▶ [Tarefas a fazer]:
a: No texto sobre a trajetória da criatura, com que predestinação ela surge no cosmo?
b: Retome o texto sobre a trajetória da criatura a partir da última frase mostrada, escrevendo a continuação.

-------- Trecho fornecido

A criatura surge no cosmo com a predestinação de gravitar rumo ao foco
da Onipotência. Escapa totalmente à percepção imaginar sequer o que seja e como
se desenrola essa trajetória através da noite dos tempos, para usar a linguagem
rica e simbólica das Escrituras. O que o homem pode vagamente perceber, ajudado
pelas luzes do Consolador, é que, quando envereda pelas tortuosidades da
encarnação, a caminhada se alonga quase infindavelmente e se entranha de
peripécias cuja aspereza dilacera na proporção em que se desvaira nos
desacertos do livre arbítrio, que o conduzem aos paroxismos da impenitência, do
orgulho e do niilismo.

----------------
-------- Trechos dos registros

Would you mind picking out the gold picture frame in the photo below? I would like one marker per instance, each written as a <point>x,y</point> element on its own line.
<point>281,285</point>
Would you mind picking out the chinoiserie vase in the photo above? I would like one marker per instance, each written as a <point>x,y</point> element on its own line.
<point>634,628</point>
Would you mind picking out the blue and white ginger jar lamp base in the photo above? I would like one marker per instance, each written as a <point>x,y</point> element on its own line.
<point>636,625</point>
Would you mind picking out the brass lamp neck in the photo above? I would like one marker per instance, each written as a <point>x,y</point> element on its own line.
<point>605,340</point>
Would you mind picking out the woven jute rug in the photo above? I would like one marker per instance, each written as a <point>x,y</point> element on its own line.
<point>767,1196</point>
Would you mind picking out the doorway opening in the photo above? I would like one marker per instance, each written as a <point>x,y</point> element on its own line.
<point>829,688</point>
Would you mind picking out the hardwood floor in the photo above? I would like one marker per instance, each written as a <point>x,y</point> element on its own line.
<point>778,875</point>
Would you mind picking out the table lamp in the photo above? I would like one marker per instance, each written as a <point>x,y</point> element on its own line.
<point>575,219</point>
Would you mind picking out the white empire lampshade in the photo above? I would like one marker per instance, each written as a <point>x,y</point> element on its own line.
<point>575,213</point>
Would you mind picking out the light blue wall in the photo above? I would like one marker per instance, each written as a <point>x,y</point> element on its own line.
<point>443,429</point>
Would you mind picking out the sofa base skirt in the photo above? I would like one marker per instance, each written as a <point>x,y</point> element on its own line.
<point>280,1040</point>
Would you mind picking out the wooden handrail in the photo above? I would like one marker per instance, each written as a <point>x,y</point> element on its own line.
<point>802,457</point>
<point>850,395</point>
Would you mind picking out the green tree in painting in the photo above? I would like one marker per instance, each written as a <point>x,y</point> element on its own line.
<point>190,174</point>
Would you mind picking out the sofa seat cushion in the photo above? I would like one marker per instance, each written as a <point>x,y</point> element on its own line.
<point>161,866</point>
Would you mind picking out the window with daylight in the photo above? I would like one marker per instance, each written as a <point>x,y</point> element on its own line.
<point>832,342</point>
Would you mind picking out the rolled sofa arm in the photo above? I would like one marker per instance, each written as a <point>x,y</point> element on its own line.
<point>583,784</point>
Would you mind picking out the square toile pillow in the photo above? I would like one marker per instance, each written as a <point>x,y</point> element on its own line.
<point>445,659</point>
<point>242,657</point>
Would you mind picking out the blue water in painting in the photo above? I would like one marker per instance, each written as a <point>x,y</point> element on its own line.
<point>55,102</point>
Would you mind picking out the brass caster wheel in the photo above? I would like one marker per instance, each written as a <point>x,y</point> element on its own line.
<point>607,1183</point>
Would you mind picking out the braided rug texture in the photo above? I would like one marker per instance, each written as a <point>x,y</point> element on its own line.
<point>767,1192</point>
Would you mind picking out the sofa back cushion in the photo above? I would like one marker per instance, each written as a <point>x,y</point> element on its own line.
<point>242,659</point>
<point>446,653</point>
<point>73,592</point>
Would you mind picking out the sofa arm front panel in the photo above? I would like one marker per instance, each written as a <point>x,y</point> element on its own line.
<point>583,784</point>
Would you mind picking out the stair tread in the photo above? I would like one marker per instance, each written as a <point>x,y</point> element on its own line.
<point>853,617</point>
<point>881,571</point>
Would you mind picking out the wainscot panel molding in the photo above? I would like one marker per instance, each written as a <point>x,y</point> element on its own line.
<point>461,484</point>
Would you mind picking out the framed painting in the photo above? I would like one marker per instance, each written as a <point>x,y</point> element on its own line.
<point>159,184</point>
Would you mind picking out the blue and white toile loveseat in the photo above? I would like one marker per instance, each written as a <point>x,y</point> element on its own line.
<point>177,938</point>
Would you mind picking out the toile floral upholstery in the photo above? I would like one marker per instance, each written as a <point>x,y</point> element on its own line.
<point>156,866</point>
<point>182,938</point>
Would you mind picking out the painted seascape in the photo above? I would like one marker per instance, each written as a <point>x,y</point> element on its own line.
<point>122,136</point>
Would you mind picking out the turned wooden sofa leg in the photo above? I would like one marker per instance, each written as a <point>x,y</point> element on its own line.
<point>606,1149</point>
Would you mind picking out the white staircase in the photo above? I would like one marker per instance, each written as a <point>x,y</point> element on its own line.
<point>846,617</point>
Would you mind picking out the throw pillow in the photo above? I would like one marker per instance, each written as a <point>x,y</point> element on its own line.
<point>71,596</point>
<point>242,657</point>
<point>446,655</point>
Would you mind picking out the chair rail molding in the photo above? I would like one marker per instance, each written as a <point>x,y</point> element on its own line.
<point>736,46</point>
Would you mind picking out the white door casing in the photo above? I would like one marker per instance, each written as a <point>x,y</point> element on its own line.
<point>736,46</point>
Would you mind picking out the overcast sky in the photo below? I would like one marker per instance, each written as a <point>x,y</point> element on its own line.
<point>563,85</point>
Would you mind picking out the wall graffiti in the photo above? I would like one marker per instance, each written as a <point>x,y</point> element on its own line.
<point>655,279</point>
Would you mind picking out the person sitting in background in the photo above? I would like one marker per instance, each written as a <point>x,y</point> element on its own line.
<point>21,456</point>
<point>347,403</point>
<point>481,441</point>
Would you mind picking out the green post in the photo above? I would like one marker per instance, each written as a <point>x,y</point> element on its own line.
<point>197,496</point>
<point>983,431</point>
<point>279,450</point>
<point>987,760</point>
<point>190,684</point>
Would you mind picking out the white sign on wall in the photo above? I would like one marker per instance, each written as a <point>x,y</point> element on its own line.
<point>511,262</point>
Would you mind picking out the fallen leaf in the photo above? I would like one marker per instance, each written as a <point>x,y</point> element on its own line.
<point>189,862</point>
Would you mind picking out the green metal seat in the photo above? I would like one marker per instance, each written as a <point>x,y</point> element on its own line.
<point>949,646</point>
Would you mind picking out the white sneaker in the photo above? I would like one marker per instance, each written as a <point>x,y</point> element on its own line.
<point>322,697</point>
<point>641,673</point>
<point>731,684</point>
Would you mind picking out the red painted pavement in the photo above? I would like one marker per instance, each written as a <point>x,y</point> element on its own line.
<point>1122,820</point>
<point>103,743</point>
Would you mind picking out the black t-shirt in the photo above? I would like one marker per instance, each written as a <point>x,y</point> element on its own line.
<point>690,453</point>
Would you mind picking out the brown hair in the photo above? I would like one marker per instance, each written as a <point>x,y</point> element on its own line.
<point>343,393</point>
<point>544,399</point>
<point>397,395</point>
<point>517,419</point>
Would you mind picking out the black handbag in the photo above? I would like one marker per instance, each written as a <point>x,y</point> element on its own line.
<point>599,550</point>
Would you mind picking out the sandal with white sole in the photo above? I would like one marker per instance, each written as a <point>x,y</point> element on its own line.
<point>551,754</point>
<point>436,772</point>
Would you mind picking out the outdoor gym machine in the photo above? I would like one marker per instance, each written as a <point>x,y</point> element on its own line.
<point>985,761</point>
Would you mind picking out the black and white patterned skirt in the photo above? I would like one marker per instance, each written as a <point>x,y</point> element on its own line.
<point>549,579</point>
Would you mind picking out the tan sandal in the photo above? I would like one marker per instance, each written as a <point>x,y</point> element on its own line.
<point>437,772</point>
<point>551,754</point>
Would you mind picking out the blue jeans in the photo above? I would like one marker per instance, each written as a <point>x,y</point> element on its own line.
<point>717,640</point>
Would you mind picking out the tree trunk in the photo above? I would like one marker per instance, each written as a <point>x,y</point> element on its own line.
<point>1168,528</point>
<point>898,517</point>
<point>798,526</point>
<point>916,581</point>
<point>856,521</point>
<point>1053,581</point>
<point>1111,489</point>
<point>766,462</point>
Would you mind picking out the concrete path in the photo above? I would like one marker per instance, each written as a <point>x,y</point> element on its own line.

----------------

▶ [As respostas]:
a: Ela surge com a predestinação de gravitar rumo ao foco da Onipotência.

b:
Nessa alternativa, mergulha nos carreiros da forma adensada, onde passa
a sofrer as injunções da lei de ação e reação e a ter de manejar instrumentos
de materialidade grosseira, no esforço penoso e inelutável de reajustar-se às
harmonias de que se apartou. Eis, num golpe de vista, a posição da humanidade
que habita este planeta sublunar, às voltas com os trambolhos engendrados por
sua própria insensatez, o que, ainda de quebra, num gesto de extrema soberbia e
ignorância, ela prefere atribuir aos meneios de um acaso cego e caprichoso ...
Indubitavelmente, a luta maior e ingente do homem é vencer as inibições
e fobias que ele mesmo forjou e alimenta com muito fervor, e com as quais se
diverte macabramente: a negar e a tentar destruir a própria essência de
eternidade. É assim que, por muito que com isso se apoquentem os negativistas,
desde os mais remotos registros da história da humanidade se denota a atração
incoercível que sobre ela exercem os arcanos da religiosidade, que a faz estar
sempre desconfiada de que existe alguma coisa além da morte. Nesse anseio, o
homem se desencasula igualmente através de um processo lento, sofrido e
progressivo, ao longo do qual navega desde as formas estapafúrdias do mais
primitivo fetichismo até as expressões mais alcandoradas da fé abstrata, como
soem ser as que nos oferece a Doutrina Espírita.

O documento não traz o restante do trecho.